*Goal*.
Duplicate the following lines verbatim, omitting the pictures.

*Input data*.
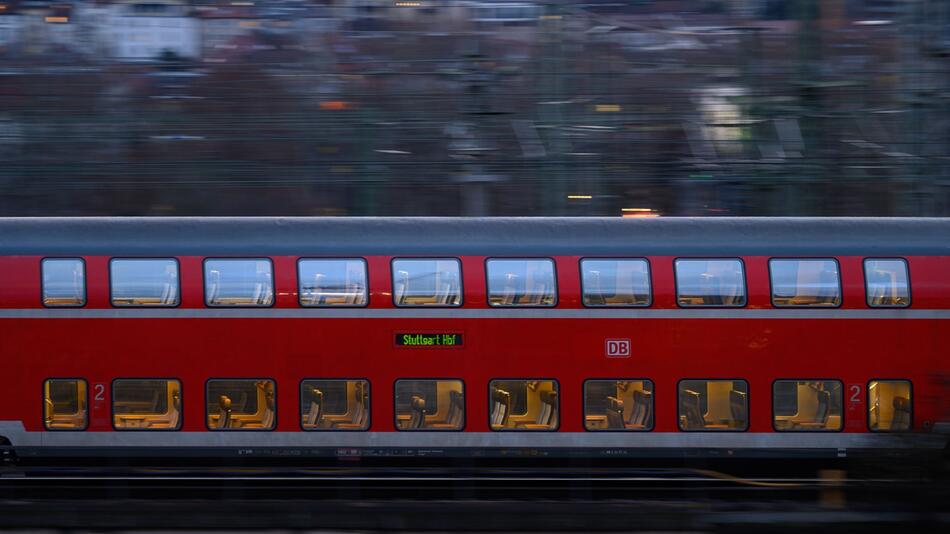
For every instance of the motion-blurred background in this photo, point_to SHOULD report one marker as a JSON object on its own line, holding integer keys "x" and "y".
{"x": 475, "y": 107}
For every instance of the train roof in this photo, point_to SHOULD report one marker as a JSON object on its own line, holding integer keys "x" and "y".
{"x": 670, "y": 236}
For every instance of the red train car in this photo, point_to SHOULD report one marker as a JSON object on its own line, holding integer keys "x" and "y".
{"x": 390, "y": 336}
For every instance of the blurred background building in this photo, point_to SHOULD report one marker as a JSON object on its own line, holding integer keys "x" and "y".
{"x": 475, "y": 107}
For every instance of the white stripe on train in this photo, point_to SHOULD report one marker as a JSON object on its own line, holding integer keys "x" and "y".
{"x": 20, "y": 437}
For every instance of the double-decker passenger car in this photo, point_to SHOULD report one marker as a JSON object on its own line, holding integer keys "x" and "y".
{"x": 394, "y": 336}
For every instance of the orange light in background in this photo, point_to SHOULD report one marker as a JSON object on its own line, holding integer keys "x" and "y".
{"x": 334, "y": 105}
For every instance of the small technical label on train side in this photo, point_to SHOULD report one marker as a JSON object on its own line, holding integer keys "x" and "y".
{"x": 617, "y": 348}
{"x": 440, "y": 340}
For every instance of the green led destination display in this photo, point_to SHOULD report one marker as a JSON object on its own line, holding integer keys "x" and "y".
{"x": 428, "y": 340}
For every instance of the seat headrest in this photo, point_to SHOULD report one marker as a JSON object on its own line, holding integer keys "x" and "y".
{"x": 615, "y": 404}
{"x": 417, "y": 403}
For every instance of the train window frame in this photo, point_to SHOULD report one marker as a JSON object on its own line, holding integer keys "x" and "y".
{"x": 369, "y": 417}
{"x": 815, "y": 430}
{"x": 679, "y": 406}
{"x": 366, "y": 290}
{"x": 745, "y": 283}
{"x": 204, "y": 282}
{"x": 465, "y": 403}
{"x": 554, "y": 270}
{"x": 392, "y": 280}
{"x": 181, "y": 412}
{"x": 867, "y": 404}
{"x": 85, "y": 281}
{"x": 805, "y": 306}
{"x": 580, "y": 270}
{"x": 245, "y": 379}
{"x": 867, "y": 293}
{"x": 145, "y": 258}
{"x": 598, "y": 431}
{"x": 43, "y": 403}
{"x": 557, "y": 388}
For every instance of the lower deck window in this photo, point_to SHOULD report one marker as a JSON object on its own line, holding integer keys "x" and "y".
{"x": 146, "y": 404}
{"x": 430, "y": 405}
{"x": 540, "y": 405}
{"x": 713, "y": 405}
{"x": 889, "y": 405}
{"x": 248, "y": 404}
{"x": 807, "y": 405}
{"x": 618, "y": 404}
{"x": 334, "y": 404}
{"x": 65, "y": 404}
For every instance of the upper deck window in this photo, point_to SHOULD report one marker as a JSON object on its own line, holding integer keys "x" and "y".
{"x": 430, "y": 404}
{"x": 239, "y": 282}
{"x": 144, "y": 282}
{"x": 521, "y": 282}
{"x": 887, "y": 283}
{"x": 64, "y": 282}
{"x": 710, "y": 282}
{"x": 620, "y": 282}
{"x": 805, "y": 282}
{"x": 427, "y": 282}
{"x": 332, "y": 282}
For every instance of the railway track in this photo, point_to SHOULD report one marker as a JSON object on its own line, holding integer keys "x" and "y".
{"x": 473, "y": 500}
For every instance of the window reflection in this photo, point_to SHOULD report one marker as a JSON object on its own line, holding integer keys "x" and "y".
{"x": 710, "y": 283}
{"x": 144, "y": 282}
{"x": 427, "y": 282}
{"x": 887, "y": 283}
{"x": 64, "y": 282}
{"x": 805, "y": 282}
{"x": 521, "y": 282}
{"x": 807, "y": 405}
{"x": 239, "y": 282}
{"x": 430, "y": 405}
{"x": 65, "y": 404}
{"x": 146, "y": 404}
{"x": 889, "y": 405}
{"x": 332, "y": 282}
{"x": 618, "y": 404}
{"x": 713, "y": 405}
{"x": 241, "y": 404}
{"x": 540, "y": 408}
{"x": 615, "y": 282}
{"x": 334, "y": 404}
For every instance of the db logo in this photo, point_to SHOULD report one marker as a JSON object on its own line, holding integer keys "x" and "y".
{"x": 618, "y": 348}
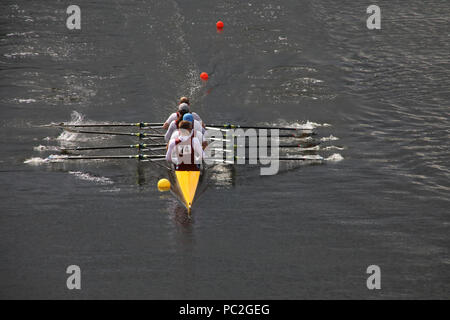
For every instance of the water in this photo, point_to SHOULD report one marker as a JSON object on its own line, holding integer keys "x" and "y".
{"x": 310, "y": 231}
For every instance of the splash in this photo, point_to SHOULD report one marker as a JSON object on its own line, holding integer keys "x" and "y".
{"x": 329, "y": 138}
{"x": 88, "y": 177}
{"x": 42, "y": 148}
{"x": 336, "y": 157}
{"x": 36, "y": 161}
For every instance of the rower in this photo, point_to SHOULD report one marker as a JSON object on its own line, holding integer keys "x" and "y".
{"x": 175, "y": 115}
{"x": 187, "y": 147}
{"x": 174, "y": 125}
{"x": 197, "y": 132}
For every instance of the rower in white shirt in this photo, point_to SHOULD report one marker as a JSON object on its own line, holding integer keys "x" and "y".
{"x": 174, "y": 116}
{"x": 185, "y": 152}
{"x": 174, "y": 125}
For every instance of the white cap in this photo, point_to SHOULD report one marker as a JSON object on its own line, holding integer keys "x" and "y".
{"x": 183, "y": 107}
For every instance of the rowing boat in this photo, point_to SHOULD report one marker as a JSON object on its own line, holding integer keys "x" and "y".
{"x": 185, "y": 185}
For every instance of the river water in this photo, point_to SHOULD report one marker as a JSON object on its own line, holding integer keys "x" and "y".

*Worked answer*.
For every instance of the motion-blurred background in this photo, point_to SHOULD report one marker as a JSON object on its own line, holding integer keys "x" and "y".
{"x": 475, "y": 107}
For every instance of the train roof in this photo, point_to SHOULD report one marker as a JSON object on its own line, holding integer keys "x" and "y".
{"x": 670, "y": 236}
For every instance of the red train car in this photo, point_to SHOULD report one marker as a JSON object on its own line, holding integer keys "x" and "y".
{"x": 390, "y": 336}
For every instance of the blurred background building in this photo, point_to SHOULD report one marker as a JSON object on its own line, holding integer keys "x" and "y".
{"x": 475, "y": 107}
For every instance of the white stripe on train in this photo, point_to SHOULD report one marker as a JSON object on its own line, holding integer keys "x" and "y".
{"x": 20, "y": 437}
For every instance of the double-decker passenger car in this photo, point_to SHOULD report one marker as a JSON object on its own line, holding integer keys "x" and "y".
{"x": 394, "y": 336}
For every instance of the orange light in background in this photo, point_to SHOULD report one marker as a JSON object on its own line, holding integer keys "x" and "y".
{"x": 334, "y": 105}
For every instance of the small technical label on train side in this photo, point_to SHOULD report one marker as a JSON object on its own line, holding integer keys "x" and "y".
{"x": 617, "y": 348}
{"x": 440, "y": 340}
For every instance of the green led destination display in this photo, point_to SHOULD report one marker as a JSON object on its own line, holding integer keys "x" and "y".
{"x": 428, "y": 340}
For every instance of the seat headrest in this photo, point_to SHOULD report one marker as a JSON object on its own line, holding integer keys "x" and "y".
{"x": 615, "y": 404}
{"x": 417, "y": 403}
For every instance of the train window frame in this photo, point_to SHOULD report one marker as a JSON object on its own line, holding integer keys "x" and "y".
{"x": 369, "y": 417}
{"x": 815, "y": 430}
{"x": 679, "y": 406}
{"x": 366, "y": 290}
{"x": 745, "y": 283}
{"x": 204, "y": 282}
{"x": 465, "y": 403}
{"x": 554, "y": 270}
{"x": 392, "y": 280}
{"x": 181, "y": 412}
{"x": 867, "y": 404}
{"x": 85, "y": 281}
{"x": 805, "y": 306}
{"x": 580, "y": 270}
{"x": 245, "y": 379}
{"x": 867, "y": 293}
{"x": 145, "y": 258}
{"x": 598, "y": 431}
{"x": 43, "y": 403}
{"x": 557, "y": 388}
For every instance of the lower deck window in this photo, point_to SHOULD report one marker as a JSON object on its own line, holding integer keys "x" and "y".
{"x": 146, "y": 404}
{"x": 430, "y": 405}
{"x": 540, "y": 405}
{"x": 713, "y": 405}
{"x": 889, "y": 405}
{"x": 248, "y": 404}
{"x": 807, "y": 405}
{"x": 618, "y": 404}
{"x": 334, "y": 404}
{"x": 65, "y": 404}
For every instance of the upper deck window in this photo, point_to SHOULD report one marker as a JSON object on its own line, holding integer keys "x" and "y".
{"x": 430, "y": 404}
{"x": 239, "y": 282}
{"x": 144, "y": 282}
{"x": 521, "y": 282}
{"x": 887, "y": 283}
{"x": 64, "y": 282}
{"x": 710, "y": 282}
{"x": 620, "y": 282}
{"x": 805, "y": 282}
{"x": 427, "y": 282}
{"x": 332, "y": 282}
For every instance of the railway track in this photo, point_to SHOULD report one marker as a JSON object on its own line, holding integer keys "x" and "y".
{"x": 473, "y": 500}
For every instance of the window reflection in this photo, point_to SHOULD report one marker as a JSON object on its own line, holding integer keys "x" and "y".
{"x": 710, "y": 283}
{"x": 144, "y": 282}
{"x": 427, "y": 282}
{"x": 887, "y": 283}
{"x": 64, "y": 282}
{"x": 805, "y": 282}
{"x": 521, "y": 282}
{"x": 807, "y": 405}
{"x": 239, "y": 282}
{"x": 430, "y": 405}
{"x": 65, "y": 404}
{"x": 146, "y": 404}
{"x": 889, "y": 405}
{"x": 332, "y": 282}
{"x": 618, "y": 404}
{"x": 713, "y": 405}
{"x": 241, "y": 404}
{"x": 540, "y": 408}
{"x": 615, "y": 282}
{"x": 334, "y": 404}
For every instance of the db logo in this photo, point_to SHOULD report one marker as a JSON object on its own line, holding integer keys "x" and "y".
{"x": 618, "y": 348}
For every instance of the water in this photo, point_to SHOULD report one marker as a JSON object on its own line, holding integer keys "x" and "y".
{"x": 310, "y": 231}
For every instance of the splash in this photo, point_to SHOULD report one marker as a JSON object on its own line, holding integer keys "x" and "y".
{"x": 329, "y": 138}
{"x": 88, "y": 177}
{"x": 42, "y": 148}
{"x": 336, "y": 157}
{"x": 36, "y": 161}
For every instance of the rower in this photo, point_to SHOULD report one marker as a JSON object on its own line, holding integer keys "x" and "y".
{"x": 175, "y": 115}
{"x": 187, "y": 147}
{"x": 174, "y": 125}
{"x": 197, "y": 132}
For every instance of the rower in white shirt in this photo, point_to SHOULD report one marker as a JSON object on its own line, holding integer keys "x" and "y".
{"x": 174, "y": 116}
{"x": 185, "y": 152}
{"x": 174, "y": 125}
For every instance of the white cap in this photo, point_to SHOULD report one marker as a JSON object on its own line, holding integer keys "x" and "y".
{"x": 183, "y": 107}
For every instance of the rowing boat in this photo, point_to SHOULD report one marker as a JSON object on its own line, holding integer keys "x" and "y".
{"x": 185, "y": 185}
For every instance of the river water in this photo, point_to SHOULD report one marker as a JSON object on its own line, holding integer keys "x" and "y".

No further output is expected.